### OBJECTIVE
Repeat the entire listing exactly as written.

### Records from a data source
==========
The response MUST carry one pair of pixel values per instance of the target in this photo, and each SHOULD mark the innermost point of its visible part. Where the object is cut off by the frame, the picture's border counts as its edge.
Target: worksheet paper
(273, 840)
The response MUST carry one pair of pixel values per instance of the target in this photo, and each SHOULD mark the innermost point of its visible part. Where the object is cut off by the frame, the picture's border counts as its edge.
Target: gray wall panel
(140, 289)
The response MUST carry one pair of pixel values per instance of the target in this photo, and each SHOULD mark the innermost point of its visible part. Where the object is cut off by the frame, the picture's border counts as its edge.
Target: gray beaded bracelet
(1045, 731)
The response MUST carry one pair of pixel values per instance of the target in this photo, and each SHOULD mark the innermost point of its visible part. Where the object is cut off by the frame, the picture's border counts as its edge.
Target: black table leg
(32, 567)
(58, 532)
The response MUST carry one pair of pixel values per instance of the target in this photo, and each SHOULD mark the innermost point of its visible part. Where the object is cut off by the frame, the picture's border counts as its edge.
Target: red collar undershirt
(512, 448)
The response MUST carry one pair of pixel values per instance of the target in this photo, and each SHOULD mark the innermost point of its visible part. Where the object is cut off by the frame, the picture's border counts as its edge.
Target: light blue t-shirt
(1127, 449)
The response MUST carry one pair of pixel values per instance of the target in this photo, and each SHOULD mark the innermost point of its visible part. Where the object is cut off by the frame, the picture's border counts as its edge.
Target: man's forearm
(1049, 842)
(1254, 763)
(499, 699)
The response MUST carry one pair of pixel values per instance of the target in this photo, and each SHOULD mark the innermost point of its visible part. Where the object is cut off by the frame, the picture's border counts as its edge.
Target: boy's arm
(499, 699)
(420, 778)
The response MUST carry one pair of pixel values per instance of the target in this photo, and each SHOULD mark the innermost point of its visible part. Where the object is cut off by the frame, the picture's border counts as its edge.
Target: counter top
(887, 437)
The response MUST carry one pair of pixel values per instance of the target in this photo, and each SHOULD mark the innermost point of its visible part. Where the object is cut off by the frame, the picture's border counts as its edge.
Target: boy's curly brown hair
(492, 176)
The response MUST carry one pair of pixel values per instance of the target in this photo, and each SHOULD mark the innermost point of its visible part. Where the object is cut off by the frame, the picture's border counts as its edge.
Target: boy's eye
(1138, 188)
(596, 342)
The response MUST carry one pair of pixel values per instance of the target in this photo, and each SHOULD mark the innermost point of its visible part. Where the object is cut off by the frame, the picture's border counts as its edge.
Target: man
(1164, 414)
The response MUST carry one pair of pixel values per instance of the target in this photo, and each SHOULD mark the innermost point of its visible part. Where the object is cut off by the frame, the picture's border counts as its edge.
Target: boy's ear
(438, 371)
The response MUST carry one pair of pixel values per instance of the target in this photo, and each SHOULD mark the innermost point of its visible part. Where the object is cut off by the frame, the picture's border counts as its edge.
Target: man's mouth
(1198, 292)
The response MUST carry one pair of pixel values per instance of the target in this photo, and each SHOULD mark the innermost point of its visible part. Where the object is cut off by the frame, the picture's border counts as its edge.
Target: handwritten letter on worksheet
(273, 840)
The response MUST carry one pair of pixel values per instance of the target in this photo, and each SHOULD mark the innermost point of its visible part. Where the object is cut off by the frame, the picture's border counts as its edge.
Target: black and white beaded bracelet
==========
### RESPONSE BELOW
The response MUST carry one pair of pixel values per instance of the target in this photo, and each SHOULD mark the innermost point of its visible part. Where the object is cut off by the frame, the picture's border counts as its edge.
Target: worksheet paper
(273, 840)
The response MUST carry one pair of pixel values per instance of the target in this photo, and each SHOULD mark the innermost point of its visible part. Where the object is cut off by the frame, the picture's border counts as its edge.
Target: gray wall panel
(140, 289)
The response MUST carry one pair of pixel values per instance of the target in this photo, and each SHOULD mark the innermost point of its visible part. Where the object is cut off by the frame, the picture's border counts as its edge.
Target: gray beaded bracelet
(1045, 731)
The response MUST carry one pair of pixel values per instance of the target in this photo, and each SHOULD mark the innermost point of its visible part. Where the object is cut off by the frame, the picture's border counts as its edge.
Target: black table leg
(32, 567)
(58, 532)
The response MUST carry one pair of pixel values per instance of the target in this photo, and each SHOULD mark the innermost point of its visible part. Where the object is cut off by the frame, the picture's border counts as its edge.
Target: red collar undershirt
(512, 448)
The response MUST carry one pair of pixel values per instance of the target in this photo, and each SHOULD mark the innermost point of its visible part. Where the object is cut off by the frame, the picture's border counts as its edge.
Target: light blue t-shirt
(1127, 449)
The response MUST carry one pair of pixel values per instance of the target in this photo, and each SHOULD mark the innermost point of its visible part. Where the object is cut off by the frame, the picture's border counts as its edge.
Target: man's forearm
(1049, 842)
(1254, 763)
(499, 699)
The response MUST carry one pair of pixel values per instance of the target in this photo, and each SHOULD mark the innermost point of its visible part. Where the object is cut off by the frame, the picture's border counts as its edge.
Target: boy's arm
(499, 699)
(420, 778)
The response MUST carry one pair of pixel values per instance of the target in this photo, and each SHOULD mark the innermost point of its visible part. Where the object is cut off by the frame, the picture's border counts as its edge.
Target: counter top
(887, 437)
The response MUST carry one pair of pixel values per instance of the target in this photo, and each SHOULD mark the innermost point of its visible part. Where the object is cut off by the frame, the picture's border counts as its edge.
Target: boy's curly brown hair
(492, 176)
The response MUST carry one pair of pixel values per instance of the target in this photo, and each SHOULD mark the innermost point of its visible part. Where the object is cut off by the frame, the picture's border counts as its edge.
Target: boy's eye
(1138, 188)
(596, 342)
The response MUST carry one pair of pixel values per instance of the target in this photo, and each SHOULD mark the innermost point of its visible part. Where the object is cut off by the frame, the picture's border counts as its edge.
Target: man
(1164, 414)
The response MUST carry one pair of pixel values per instance of the target in this photo, and each SHOULD mark the innermost point of its visible part. Where the object is cut off by the frame, the picture's border counts as its edge.
Target: boy's ear
(438, 371)
The response MUST carry one pair of pixel values per instance of the target in this photo, and each SHOULD mark the innermost point of its visible part. Where the object is cut off by the frame, the picture's border counts as its edge.
Target: man's mouth
(1198, 292)
The response MUST carry one pair of pixel values per instance of the target in this photo, and each SHOULD mark the innermost point of its visible part. Where the object is cut off by the frame, the picture's border counts as its edge.
Target: handwritten letter on worksheet
(273, 840)
The response MUST carry one pair of pixel values per instance of the target in this photo, and each SHOULD mark the innermost point of its visible part. Where the object is cut off by the frame, the picture's border counts as its edge.
Target: black and white beaded bracelet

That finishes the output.